━━ TEXTO PROPORCIONADO ━━
AGRADECIMIENTOS
Me gustaría dar las gracias a:
Mi editora, Carrie Thornton, por su infinita paciencia y por iniciar este proyecto.
También a Sean Newcott, editora adjunta de Carrie.
Al resto del equipo de HarperCollins y de Dey Street Books, incluyendo a Lynn Grady, Sharyn Rosenblum, Michael Barrs, Kendra Newton, Rachel Meyers, Lorie Pagnozzi y Paula Szafranski.
Al equipo de Faber en el Reino Unido: Lee Brackstone, Dan Papps, Gemma Lovett y Dave Watkins.
Un agradecimiento especial a Peter Smith, quien ha sido de suma ayuda a la hora de dar forma a este libro. También me gustaría expresar mi agradecimiento a Henry Dunow, por poner en marcha el proyecto.
A todos los fotógrafos, por permitirme usar sus fotografías.
A todos los amigos que me han ayudado a lo largo de estos últimos años: Elaine Kahn, Luisa Reichenheim, Lili Dwight, Byron Coley, Bill Nace, Julie Cafritz, Marjorie Zweizig, Daisy y Rob von Furth, Rebekah Brooks, Xian Hawkins, Don Fleming, Margaret Bodde, Lizzi Bougatsos, Jutta Koether, John Kelsey, Isabelle Graw, Tony Oursler, Jon Wurster, Jessica Hutchins, Stephen Malkmus, Chloë Sevigny, Mel Wansbrough, Sofia Coppola, Andrew Kesin, Mathew Higgs, Elissa Schappell, Sheila McCullough, Michele Fleischli, Cameron Jamie, Dave Markey, Emma Reeves, Tamra Davis, Mike D, Adam H, Kathleen, Chris Habib, Mark Ibold, Vicki Farrell, Andrew Kesin, Richard Kern, Carlos van Hijfte, Tom Caw, Spike Jonze, Keith Nealy, Aimee Mann, Amy P, Carrie Brownstein, Ben Estes, Juan Amaya, Jim O’Rourke, J Mascis, Shana Weiss, Hilton Als, Bill Mooney, Barbara Herrington, Patrick Amory y Jamie Brisick.
━━━
━━ DATOS ALMACENADOS ━━
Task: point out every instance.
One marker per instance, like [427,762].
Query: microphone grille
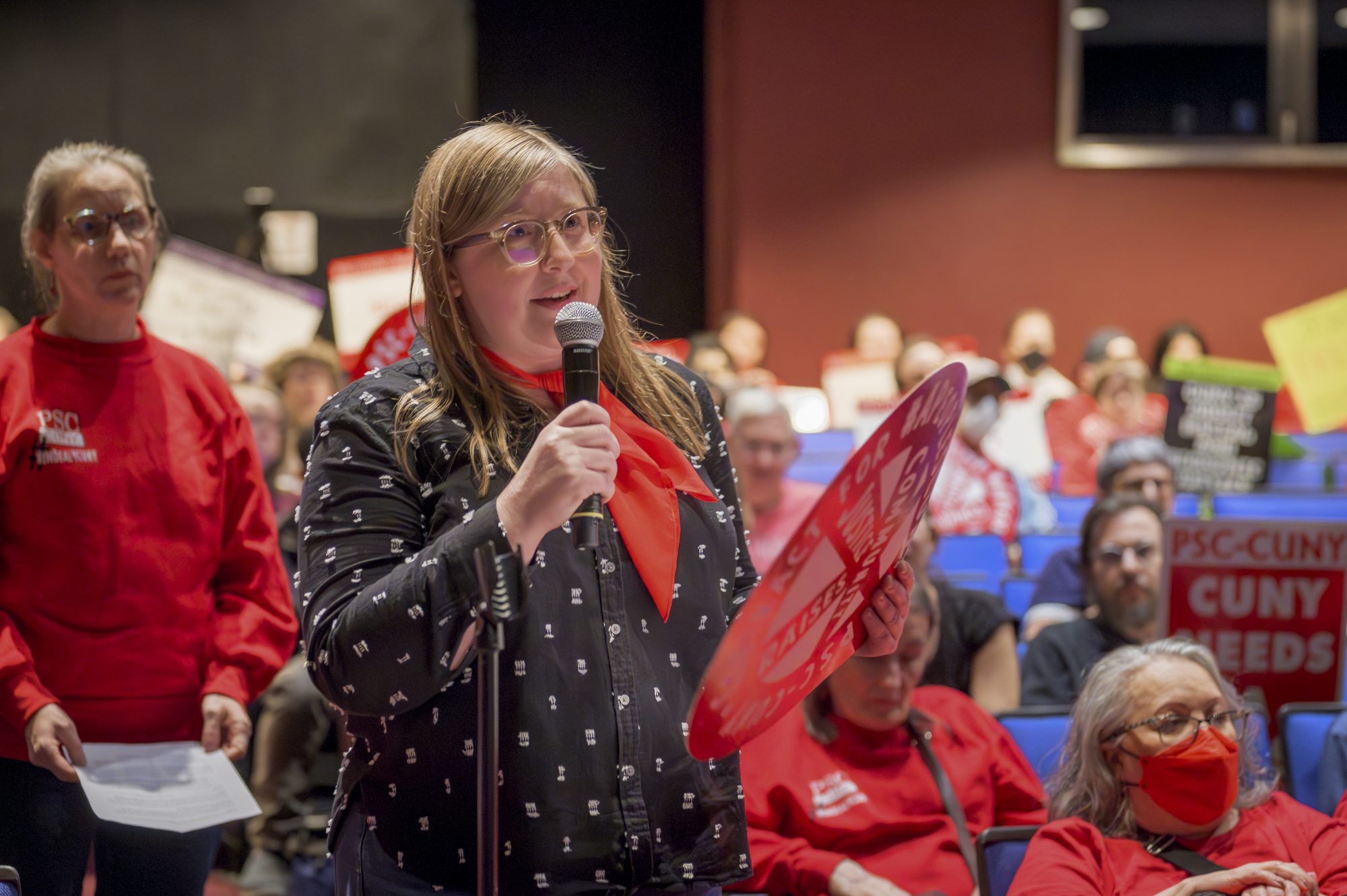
[579,322]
━━━
**TAREA PLANTEADA 1:**
Resume en dos oraciones los agradecimientos del libro.
**TAREA PLANTEADA 2:**
Cita literalmente el fragmento de los agradecimientos del libro comprendido entre "AGRADECIMIENTOS" y "usar sus fotografías.", ambos incluidos.
**TAREA PLANTEADA 3:**
Redacta la continuación de los agradecimientos del libro a partir de su última oración.

**RESPUESTA ESCRITA 1:**
En los agradecimientos del libro se dan las gracias a la editora Carrie Thornton por su paciencia y por iniciar el proyecto, a su editora adjunta Sean Newcott y a los equipos de HarperCollins, Dey Street Books y Faber en el Reino Unido. Se agradece de forma especial a Peter Smith su ayuda para dar forma al libro y a Henry Dunow que pusiera en marcha el proyecto, y también a los fotógrafos y a numerosos amigos que han ayudado en los últimos años.

**RESPUESTA ESCRITA 2:**
AGRADECIMIENTOS
Me gustaría dar las gracias a:
Mi editora, Carrie Thornton, por su infinita paciencia y por iniciar este proyecto.
También a Sean Newcott, editora adjunta de Carrie.
Al resto del equipo de HarperCollins y de Dey Street Books, incluyendo a Lynn Grady, Sharyn Rosenblum, Michael Barrs, Kendra Newton, Rachel Meyers, Lorie Pagnozzi y Paula Szafranski.
Al equipo de Faber en el Reino Unido: Lee Brackstone, Dan Papps, Gemma Lovett y Dave Watkins.
Un agradecimiento especial a Peter Smith, quien ha sido de suma ayuda a la hora de dar forma a este libro. También me gustaría expresar mi agradecimiento a Henry Dunow, por poner en marcha el proyecto.
A todos los fotógrafos, por permitirme usar sus fotografías.

**RESPUESTA ESCRITA 3:**
Un agradecimiento especial a Steve Shelley, Lee Ranaldo y a Thurston Moore, sin los cuales esta historia no hubiera sido posible.
Me gustaría también hacer una mención de agradecimiento a todos los que han formado parte del equipo de Sonic Youth a lo largo de los años: Aaron Mullan, Eric Baecht, Nick Close, Susanne Sasic, Jim Vincent, Jeremy Lemos, Luc Suer, Dan Mapp, Bob Lawton, Peter van der Velde y Maurice Menares, así como a todo el equipo de la agencia SAM, Gaby Skolnek, Micheal Meisel, John Cutcliffe, Chris Kelly, John Silva y Richard Grabel.
A Chris Stone, Nils Bernstein, Patrick Amory, Gerard Cosloy, Chris Lombardi y a la gente de Matador Records, por publicar el doble LP de Body/Head.
A Eric Dimenstein, por encargarse de nuestra contratación.
A mi familia: Keller, Kathryn, Eleanor y Louise Erdman, y a Coco Gordon Moore.
A la memoria de mis extraordinarios padres: mi madre, Althea, y mi padre, Wayne. De alguna manera, su singular espíritu, humor e inteligencia me han servido de guía.
Y, por supuesto, a todos los fans, por el apoyo que me han brindado, el cual no creía que existiera en tal grado hasta que lo necesité.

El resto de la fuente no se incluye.